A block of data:
_ _ _
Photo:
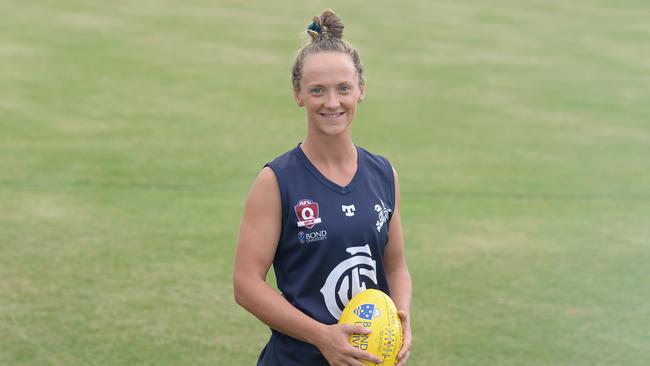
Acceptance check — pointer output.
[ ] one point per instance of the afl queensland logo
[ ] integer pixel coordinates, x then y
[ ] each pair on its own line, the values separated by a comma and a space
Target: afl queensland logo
349, 278
307, 212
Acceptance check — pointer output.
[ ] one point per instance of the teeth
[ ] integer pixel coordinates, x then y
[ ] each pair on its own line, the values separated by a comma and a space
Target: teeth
332, 115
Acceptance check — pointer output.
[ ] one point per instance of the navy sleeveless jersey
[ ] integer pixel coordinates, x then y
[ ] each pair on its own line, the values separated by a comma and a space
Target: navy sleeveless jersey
331, 245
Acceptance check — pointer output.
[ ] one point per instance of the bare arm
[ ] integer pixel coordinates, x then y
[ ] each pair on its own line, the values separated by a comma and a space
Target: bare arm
258, 239
397, 273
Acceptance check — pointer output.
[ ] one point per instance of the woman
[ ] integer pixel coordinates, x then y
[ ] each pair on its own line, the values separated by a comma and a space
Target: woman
_ _ _
All the records above need to be given again word for word. Skip the pictures.

Photo:
Acceptance check — pointer output.
[ ] one point per instance of the afl queensland logo
[ ] integer pixel coordinates, x then y
[ ] each pair on its own line, the values separated by a comma and a space
Target: afl queensland logo
349, 278
307, 212
Acceptance check — pointer output.
[ ] one point per instance of the teeth
[ ] integer pixel coordinates, x then y
[ ] each pair on its own line, the values separated by a comma and a space
Target: teeth
332, 115
Acceptance check — pointer output.
[ ] one point per instance of the navy sleeveless jersey
[ ] integer pixel coordinates, x then y
[ ] each pair on its own line, the values separated by a comma and a space
Target: navy sleeveless jersey
331, 245
Acceptance check — pointer output.
[ ] one point per instance of the bare arm
[ ] integer pixel coordinates, x then y
[ ] each pair on its own line, the values separated by a comma and a space
Target: bare arm
258, 239
397, 273
Acceptance check — pointer output.
[ ] one point per instance of the woman
[ ] integer pixel coordinates, x then y
[ ] each pair on its own line, the values separated by a comma and a space
Target: woman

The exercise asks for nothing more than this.